Requirement: Reproduce the material word for word; the images stay out.

Data records:

* * *

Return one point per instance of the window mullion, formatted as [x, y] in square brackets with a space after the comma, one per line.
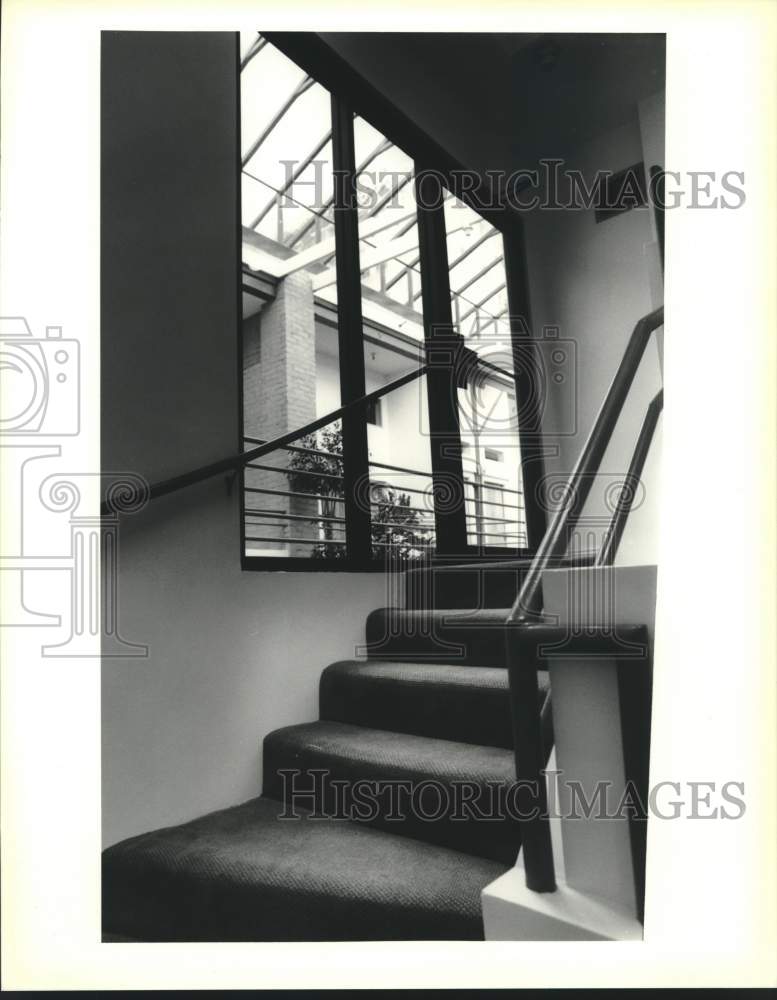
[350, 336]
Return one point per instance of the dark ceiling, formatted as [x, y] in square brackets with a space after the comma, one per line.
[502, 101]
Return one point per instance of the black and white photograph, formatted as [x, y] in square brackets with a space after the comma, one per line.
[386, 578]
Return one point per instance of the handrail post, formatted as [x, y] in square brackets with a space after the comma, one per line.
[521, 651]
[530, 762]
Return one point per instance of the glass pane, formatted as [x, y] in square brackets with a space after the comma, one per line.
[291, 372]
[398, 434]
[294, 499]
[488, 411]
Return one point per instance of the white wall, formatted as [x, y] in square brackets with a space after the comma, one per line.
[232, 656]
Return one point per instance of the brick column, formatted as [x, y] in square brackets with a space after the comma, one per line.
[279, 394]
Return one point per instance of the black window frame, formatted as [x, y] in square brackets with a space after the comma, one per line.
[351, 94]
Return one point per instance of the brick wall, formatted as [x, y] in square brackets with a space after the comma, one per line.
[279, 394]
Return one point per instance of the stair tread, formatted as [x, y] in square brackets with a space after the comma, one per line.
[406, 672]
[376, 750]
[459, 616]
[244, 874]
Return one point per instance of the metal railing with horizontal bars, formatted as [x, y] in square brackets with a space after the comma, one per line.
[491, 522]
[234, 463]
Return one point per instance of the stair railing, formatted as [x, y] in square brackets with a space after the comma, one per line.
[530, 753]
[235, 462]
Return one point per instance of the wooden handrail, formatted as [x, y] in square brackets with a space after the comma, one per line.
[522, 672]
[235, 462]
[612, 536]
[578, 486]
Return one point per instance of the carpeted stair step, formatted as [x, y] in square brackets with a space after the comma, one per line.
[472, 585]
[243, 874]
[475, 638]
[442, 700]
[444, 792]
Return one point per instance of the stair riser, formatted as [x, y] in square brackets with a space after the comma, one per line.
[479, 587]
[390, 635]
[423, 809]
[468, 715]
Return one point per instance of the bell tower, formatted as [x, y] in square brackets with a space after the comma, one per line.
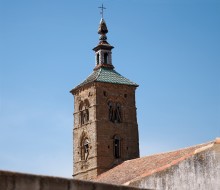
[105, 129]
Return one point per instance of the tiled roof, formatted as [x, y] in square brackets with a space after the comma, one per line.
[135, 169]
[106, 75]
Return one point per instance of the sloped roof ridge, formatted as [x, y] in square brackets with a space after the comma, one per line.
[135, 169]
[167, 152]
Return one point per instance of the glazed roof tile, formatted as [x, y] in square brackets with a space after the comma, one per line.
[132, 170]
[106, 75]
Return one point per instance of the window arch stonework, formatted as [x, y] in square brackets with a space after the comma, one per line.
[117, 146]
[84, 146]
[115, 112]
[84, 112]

* * *

Solution to this problem:
Return one point per instance of the window mullion, formatted as [x, y] in square brackets with a space after the comma, one per line.
[350, 336]
Return one point per instance of the dark ceiling, formatted as [x, y] in square brackets with a space after the comma, one per line.
[502, 101]
Return one point per instance of the black and white photograph, formatted as [x, y] in square brackets with a space after the comma, one per line.
[386, 578]
Return one point per instance of the handrail post, formatted as [x, y] in square brackets with a space after the comma, one per line.
[521, 651]
[530, 762]
Return one point per instance of the glass pane, formatted as [x, y] in square brackets with a space after the comma, one per line.
[291, 372]
[398, 434]
[294, 499]
[488, 411]
Return one point per instance of the white wall, formatted as [x, y] in square brackets with a space after the comma, one per line.
[232, 656]
Return one point per instance of the brick column, formatted as [x, y] in square brackets with a space after the comma, one per line.
[279, 394]
Return one point per instance of the black window frame, formatted as [x, y] in square brackets with a space after the comma, one per line.
[351, 94]
Return one point per instance of the brick wall, formatted as [x, y] in square brackets with a space after the comma, one per line.
[279, 394]
Return one point per instance of the stair tread, formatted as [x, y] in square brackets with a space after the comma, one per line.
[406, 672]
[376, 750]
[459, 616]
[244, 874]
Return one point per instance of the metal railing with horizontal bars, formatted as [x, y] in square brackets with a space after the comma, one per line.
[491, 522]
[234, 463]
Return one point per instance of the stair railing, formatted as [x, y] in square brackets with a space after the comma, one per line.
[530, 753]
[235, 462]
Return one point per instance of the wooden handrail, formatted as [x, y] in square brackets with a space after the comma, one per line.
[522, 672]
[235, 462]
[612, 536]
[578, 486]
Return one point per instance of the carpeted stair step, formatted as [x, y] in square brackets with a space after the comma, one per line.
[472, 585]
[243, 874]
[475, 638]
[442, 700]
[444, 792]
Return one point per instance of the stair riser, formatted as [x, y] in square brackets with a space after the comma, one per line.
[479, 587]
[390, 635]
[423, 809]
[468, 715]
Return one point per instance of the bell tower, formatted as [x, y] in square brackets with a space after the comma, one per line.
[105, 129]
Return one point per instance of the tiled roof, formatted as [x, y] in square brackets with a space after the comma, one per line.
[135, 169]
[106, 75]
Return one point per instance of the sloped roof ridge, formatted as [x, y] in square brackets with a space after the comma, one per line.
[135, 169]
[167, 152]
Return one point per instance of the glazed roof tile, formatted as [x, y] in square brackets with a space after the comma, one per line.
[132, 170]
[106, 75]
Return one point per instance of the window arch stonework, formatted as [x, y] in square brackets with a space after the comma, one per line.
[117, 146]
[84, 146]
[115, 112]
[84, 112]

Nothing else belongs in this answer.